Instructions:
1) In the passage below on location-based network selection, what is the user equipment given in addition to its geographical location information so that it can tell whether it is in country A or country B?
2) Continue the passage on location-based network selection, picking up after its final sentence.

Document:
..............................
According to the present invention, the user equipment is configured such as to receive at least one signal, and that the user equipment is furthermore configured to derive or to detect, from such signal, the location-related information. As a result, the user equipment comprises or has such location-related information available, and is thus able to use this location-related information in a network (or public land mobile network) selection process and/or in a cell selection process which is modified with respect to the conventionally known network selection and/or cell selection process, namely such that the network selection process and/or cell selection process is performed (or is able to be performed) in a location-dependent manner, i.e. by taking into consideration the location-related information.

Generally, one possibility of a solution according to the present invention is that the user equipment comprises a global navigation satellite system module, i.e. a receiver (e.g. a GPS module/receiver and/or a GLONASS module/receiver and/or a Galileo module/receiver and/or a Compass module/receiver and/or a BAIDU module/receiver) that is able to receive and process radio frequency signals emitted from satellites of the global navigation satellite system, and to derive a more or less accurate geographical position (of the user equipment) from these radio frequency signals. However, a mere geographical location information is typically not sufficient in order to perform the network selection process and/or cell selection process in a location-related manner: What would be required in addition (to the geographical location information, i.e. the coordinates) is an information of the type whether the user equipment (located at these coordinates) is actually located rather in a country A, or in a country B (especially along a border between countries A and B; and, of course, there might be situations where more than two countries could be involved and/or regions within a country). Hence, in addition the user equipment is provided with geographical configuration information via which-together with the geographical location information-it is possible for the user equipment to detect or to derive the location-related information (i.e. whether the user equipment is actually located in country A, or in country B).

However, according to the present invention, there is no strict requirement to necessarily provide for a global navigation satellite system functionality within or as part of the user equipment: The present invention also relates to using any source of information resulting in the user equipment either being aware of (or being able to derive) or being provided with a suitable or useful location-related information (especially in situations when the user equipment experiences a radio environment such that it would be at least useful (or, such that there is a necessity) to decide whether to consider itself as being in country A or rather in country B, e.g. in case of a satellite radio cell being available only for user equipments located in one of countries A and B).
..............................
Supplied information:
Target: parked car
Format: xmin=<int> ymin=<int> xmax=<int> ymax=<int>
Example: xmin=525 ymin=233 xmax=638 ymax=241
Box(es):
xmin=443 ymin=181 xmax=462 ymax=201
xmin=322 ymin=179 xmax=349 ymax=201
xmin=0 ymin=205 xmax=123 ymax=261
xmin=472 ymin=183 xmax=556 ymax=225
..............................
Answers for the tasks:
1) Geographical configuration information.

2)
An example of such a source of information (resulting in the user equipment being aware of being located either in country A or in country B) is certainly the relative signal strengths of radio signals received from base station entities on both sides of a border, typically between two countries: If a user equipment receives a plurality of pieces of network identifier information from different terrestrial base station entities, and more or less all these pieces of network identifier information relate to one country (country A) or to mobile networks within that country, it can be rather safely deduced that the user equipment is very likely located in country A. If, however, that user equipment approaches the border (of country A) with country B, the relative signal strength of radio signals received from base station entities located on the other side of the border will increase, and, at, e.g., a specified, configured or predefined ratio (or difference) of the signal strengths of these radio signals, the user equipment infers that it is not any more located in country A but in country B; hence, the user equipment infers the location-related information based on the respective radio signals. Another example of such a source of information (resulting in the user equipment being aware of being located either in country A or in country B) could alternatively also correspond to the user equipment receiving or being provided the location-related information directly (or a locally applicable manner to infer it), e.g. from a further (terrestrial) base station entity (being located at or near the border between countries A and B): Such a base station entity may indicate or provide an information of the kind “in case the signal strength of one of ‘my’ broadcast radio signals is below a certain indicated value (and you do not receive radio signals from other base station entities of the own mobile communication network), you should consider to be located in country B rather than in country A”. According to the present invention, after the location-related information has been detected or derived from the received radio signals, the user equipment proceeds, in a second step, to use the air-based or space-based base station entity in view of network selection and/or cell selection, in dependency of the location-related information detected or derived by the user equipment.

According to the present invention, it is advantageously possible and preferred that in case that the location-related information detected or derived by the user equipment indicates that the air-based or space-based base station entity shall not be used by the user equipment, the user equipment conducts network selection and/or cell selection using one or a plurality of further base station entities of the mobile communication network and/or of a further mobile communication network, the further base station entities especially corresponding to terrestrial base station entities.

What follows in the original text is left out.